■ **Work to be completed**
Go through the entries below and write each one out exactly.

■ **Stored data**
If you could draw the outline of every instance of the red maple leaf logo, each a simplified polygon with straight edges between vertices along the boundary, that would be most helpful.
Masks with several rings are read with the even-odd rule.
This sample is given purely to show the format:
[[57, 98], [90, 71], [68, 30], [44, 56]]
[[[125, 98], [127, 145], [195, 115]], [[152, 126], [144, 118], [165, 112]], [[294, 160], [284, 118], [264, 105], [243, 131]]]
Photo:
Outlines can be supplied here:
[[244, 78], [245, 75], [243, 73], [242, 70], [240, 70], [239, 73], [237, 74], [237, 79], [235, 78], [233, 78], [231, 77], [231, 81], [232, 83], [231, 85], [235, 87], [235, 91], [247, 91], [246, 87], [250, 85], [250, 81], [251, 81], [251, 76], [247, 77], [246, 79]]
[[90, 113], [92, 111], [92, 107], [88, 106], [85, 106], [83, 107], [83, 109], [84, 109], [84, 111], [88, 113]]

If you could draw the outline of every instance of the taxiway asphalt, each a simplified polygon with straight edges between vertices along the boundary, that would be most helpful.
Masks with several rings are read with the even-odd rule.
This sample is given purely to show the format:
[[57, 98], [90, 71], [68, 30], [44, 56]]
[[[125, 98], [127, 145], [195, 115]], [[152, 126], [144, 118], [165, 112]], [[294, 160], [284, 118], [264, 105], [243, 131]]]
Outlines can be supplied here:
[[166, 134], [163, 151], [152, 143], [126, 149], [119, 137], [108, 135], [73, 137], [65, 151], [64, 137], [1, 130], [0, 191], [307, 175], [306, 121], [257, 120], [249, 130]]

■ **Written reply**
If you could draw the outline of every instance of the red maple leaf logo, each a simplified polygon with straight edges between vertices along the boundary, that would be most helpful.
Masks with several rings are read with the even-odd rule.
This sample is given purely to show the format:
[[57, 98], [90, 71], [68, 30], [44, 56]]
[[[125, 98], [127, 145], [195, 115]], [[152, 126], [144, 118], [165, 112]], [[294, 160], [284, 118], [264, 105], [243, 131]]]
Photo:
Outlines can be supplied here:
[[244, 78], [245, 75], [243, 73], [242, 70], [240, 70], [239, 73], [237, 74], [237, 79], [235, 78], [233, 78], [231, 77], [231, 81], [232, 83], [231, 85], [235, 87], [235, 91], [247, 91], [246, 87], [250, 85], [250, 81], [251, 81], [251, 76], [247, 77], [246, 79]]
[[90, 113], [92, 111], [92, 107], [88, 106], [85, 106], [83, 107], [83, 109], [84, 109], [84, 111], [88, 113]]

If you could draw the outline of every instance of the taxiway asphalt, each a simplified polygon with straight edges between vertices along the boundary, that would be most helpful.
Masks with several rings are read with the even-odd rule.
This sample is given purely to show the format:
[[57, 98], [90, 71], [68, 30], [44, 56]]
[[[125, 98], [127, 145], [195, 115]], [[152, 126], [144, 118], [165, 112]], [[294, 160], [284, 118], [264, 105], [243, 131]]]
Outlines can be supplied here:
[[166, 134], [163, 151], [152, 143], [126, 149], [119, 137], [108, 135], [73, 137], [65, 151], [64, 137], [1, 130], [0, 191], [307, 175], [306, 121], [257, 120], [249, 130]]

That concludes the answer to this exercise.